>> START Excerpt

10. In the light of the above principles, when this court has made a thorough study of the records and impugned judgment, it has to be necessarily decided that this case warrants interference, since the impugned judgment is a classic example for a complete misreading of evidence, ignoring of the vital material piece of evidence and mis-interpretation of law.
11. Let me now refer to every one of the reasonings given in the impugned judgment for acquitting the accused and discuss the same, in order to show as to how they are wrong.
12. The first reasoning is this:
"Though P.W.1 was born in Hindu Vannar community and residing in Kanyakumari District, she cannot be considered to be belonging to Kanyakumari District in Tamil Nadu, as she got married to one Sundaresan. who hailed from Nedungadu, Kerala. As such, P.W.1 after the marriage, shall be considered to be belonging to her husband's domicile, namely Kerala. Therefore, Ex.P12, the Government Order declaring Hindu Vannars residing in Kanyakumari District cannot apply to P.W.1. Consequently, the penal Section 3(1)(X) of the S.C. and S.T. Act would not get attracted".
13. This reasoning, in my view, is most unfortunate and reflection of mis-interpretation of law. Ex.P12 is the G.O. dated 23.6.1981. Under this G.O., various names of the castes have been given as Scheduled Caste in Annexure-I. Under part XVI of Annexure-I, the caste Vannan shall be deemed to be Scheduled Caste and the members thereof resident in the localities in Kanyakumari District and Shenkottah taluk of Tirunelveli district.

>> END Excerpt
>> START Dataset extract

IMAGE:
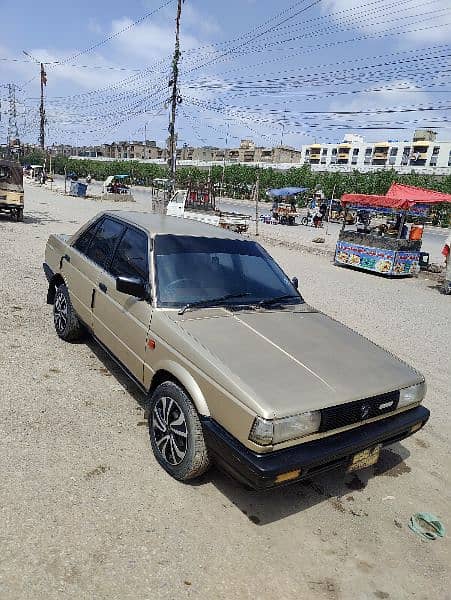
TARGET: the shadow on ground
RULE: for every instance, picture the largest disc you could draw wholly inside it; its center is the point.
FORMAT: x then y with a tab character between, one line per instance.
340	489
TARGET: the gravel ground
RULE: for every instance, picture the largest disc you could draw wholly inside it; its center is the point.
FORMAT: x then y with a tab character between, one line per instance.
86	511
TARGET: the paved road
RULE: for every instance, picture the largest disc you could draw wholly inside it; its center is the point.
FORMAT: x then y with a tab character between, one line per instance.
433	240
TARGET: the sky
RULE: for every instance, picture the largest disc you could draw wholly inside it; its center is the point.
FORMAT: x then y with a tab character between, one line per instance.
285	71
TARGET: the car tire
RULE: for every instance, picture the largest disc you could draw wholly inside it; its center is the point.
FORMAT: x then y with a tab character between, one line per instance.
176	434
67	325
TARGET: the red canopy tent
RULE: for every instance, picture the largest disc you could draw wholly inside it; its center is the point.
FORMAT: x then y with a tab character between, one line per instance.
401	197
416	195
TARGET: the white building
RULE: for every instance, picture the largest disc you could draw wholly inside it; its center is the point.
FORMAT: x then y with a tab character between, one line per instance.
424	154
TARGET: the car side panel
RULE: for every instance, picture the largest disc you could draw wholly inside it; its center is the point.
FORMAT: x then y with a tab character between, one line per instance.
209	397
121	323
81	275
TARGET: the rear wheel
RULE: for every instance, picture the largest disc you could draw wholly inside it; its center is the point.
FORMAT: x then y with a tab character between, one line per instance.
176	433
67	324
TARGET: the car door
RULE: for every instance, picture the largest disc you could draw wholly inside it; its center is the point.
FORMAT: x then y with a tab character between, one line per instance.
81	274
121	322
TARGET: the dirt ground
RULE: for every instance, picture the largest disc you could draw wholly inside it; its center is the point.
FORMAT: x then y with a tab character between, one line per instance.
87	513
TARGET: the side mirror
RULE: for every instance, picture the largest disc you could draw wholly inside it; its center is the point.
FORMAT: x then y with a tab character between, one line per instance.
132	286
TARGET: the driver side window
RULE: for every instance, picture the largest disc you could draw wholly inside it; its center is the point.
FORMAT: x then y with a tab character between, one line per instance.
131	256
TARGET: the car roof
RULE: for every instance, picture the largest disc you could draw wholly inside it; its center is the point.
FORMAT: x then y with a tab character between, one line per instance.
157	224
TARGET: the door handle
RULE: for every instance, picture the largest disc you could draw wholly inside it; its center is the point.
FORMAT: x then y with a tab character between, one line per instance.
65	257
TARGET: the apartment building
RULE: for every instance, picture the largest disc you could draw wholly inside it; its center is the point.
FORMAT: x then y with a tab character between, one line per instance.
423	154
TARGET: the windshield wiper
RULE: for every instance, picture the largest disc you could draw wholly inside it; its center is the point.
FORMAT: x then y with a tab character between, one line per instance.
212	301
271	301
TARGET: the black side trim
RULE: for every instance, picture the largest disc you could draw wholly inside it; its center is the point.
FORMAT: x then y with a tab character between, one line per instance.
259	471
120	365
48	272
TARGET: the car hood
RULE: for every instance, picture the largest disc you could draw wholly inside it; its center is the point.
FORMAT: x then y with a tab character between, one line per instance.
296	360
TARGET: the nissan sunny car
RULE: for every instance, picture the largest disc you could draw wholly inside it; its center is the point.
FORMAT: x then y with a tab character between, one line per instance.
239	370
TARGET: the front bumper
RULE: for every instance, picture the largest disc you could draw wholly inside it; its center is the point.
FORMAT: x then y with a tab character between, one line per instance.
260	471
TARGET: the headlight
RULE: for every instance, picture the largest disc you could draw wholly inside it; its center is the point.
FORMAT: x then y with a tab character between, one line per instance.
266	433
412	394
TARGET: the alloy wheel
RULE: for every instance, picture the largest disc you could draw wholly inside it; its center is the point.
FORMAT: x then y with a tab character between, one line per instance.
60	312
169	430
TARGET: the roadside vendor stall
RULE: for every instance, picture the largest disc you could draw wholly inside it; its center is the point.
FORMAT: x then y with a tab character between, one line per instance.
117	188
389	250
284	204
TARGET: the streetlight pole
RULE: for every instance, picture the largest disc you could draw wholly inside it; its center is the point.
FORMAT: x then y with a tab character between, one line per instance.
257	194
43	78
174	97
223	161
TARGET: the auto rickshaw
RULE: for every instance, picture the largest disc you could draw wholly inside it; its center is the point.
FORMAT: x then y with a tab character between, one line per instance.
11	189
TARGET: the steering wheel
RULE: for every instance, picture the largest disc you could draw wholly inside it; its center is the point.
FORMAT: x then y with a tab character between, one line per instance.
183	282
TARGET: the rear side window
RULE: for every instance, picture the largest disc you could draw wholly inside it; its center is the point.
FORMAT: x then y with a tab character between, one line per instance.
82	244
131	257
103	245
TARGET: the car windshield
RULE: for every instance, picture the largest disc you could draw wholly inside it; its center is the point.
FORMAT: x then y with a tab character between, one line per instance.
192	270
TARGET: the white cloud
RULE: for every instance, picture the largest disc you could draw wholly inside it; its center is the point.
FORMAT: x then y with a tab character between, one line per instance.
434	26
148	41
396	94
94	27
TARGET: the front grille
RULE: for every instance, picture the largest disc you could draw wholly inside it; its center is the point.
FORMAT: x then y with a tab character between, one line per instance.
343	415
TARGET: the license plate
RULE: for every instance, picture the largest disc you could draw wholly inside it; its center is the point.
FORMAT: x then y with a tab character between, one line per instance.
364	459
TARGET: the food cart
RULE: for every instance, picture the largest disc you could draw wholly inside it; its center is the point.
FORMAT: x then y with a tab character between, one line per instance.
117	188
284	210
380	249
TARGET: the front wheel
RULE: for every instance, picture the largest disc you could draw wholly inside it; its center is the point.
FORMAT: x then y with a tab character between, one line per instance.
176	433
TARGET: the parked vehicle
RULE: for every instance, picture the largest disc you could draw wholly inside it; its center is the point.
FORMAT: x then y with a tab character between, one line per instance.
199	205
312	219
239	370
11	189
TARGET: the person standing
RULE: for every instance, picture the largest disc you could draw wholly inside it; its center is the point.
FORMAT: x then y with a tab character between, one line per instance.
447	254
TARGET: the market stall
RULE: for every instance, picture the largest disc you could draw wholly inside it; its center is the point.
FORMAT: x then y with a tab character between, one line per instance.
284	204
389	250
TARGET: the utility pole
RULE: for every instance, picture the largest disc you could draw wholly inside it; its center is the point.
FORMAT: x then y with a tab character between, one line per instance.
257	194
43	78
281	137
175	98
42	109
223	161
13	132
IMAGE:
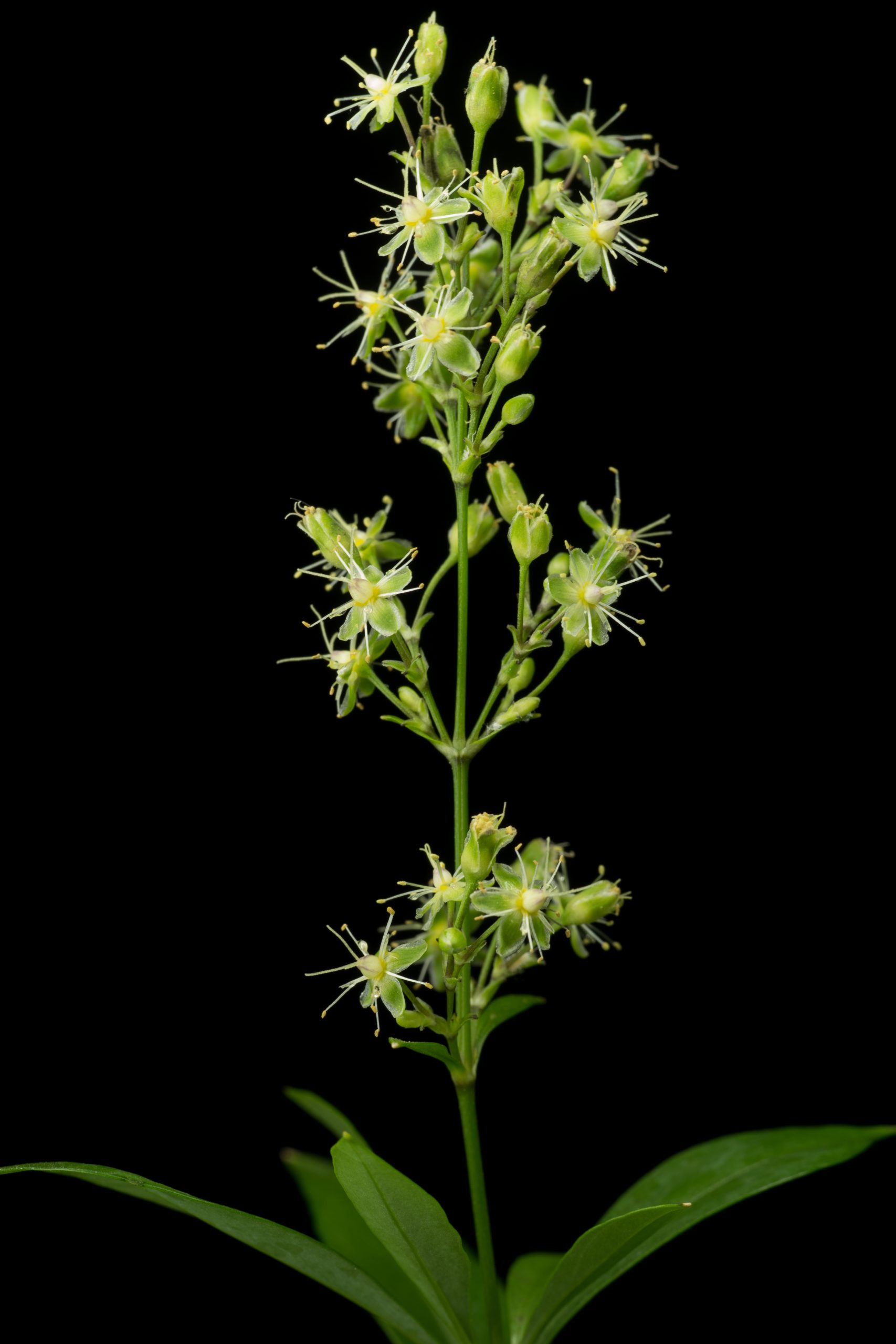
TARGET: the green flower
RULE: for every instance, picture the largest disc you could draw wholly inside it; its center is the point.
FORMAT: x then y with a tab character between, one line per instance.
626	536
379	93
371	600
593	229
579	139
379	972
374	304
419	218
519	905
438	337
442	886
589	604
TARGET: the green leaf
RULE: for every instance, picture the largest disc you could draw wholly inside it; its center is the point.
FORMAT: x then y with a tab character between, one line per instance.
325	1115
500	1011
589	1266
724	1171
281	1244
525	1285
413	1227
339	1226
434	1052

>> END Dataset extract

▸ Goal 1
Answer these questions from the judgment excerpt, one line each:
(a) On what date was the G.O. marked Ex.P12 issued?
(b) Where did Sundaresan hail from?
(c) Which section of the S.C. and S.T. Act did the impugned judgment hold would not be attracted?
▸ Goal 2
List every place name that appears in the judgment excerpt.
▸ Goal 3
Summarize the judgment excerpt in two sentences.

▸ Correct result 1
(a) 23.6.1981
(b) Nedungadu, Kerala
(c) Section 3(1)(X)

▸ Correct result 2
Kanyakumari District
Tamil Nadu
Nedungadu
Kerala
Shenkottah taluk
Tirunelveli district

▸ Correct result 3
The court finds that the impugned judgment acquitting the accused misread the evidence, ignored a vital piece of evidence and misinterpreted the law, so the case warrants interference. It calls the first reasoning a misinterpretation of law: the impugned judgment held that P.W.1 took her husband's Kerala domicile on marriage, so the 1981 G.O. covering Vannars resident in Kanyakumari District did not apply and Section 3(1)(X) of the S.C. and S.T. Act was not attracted.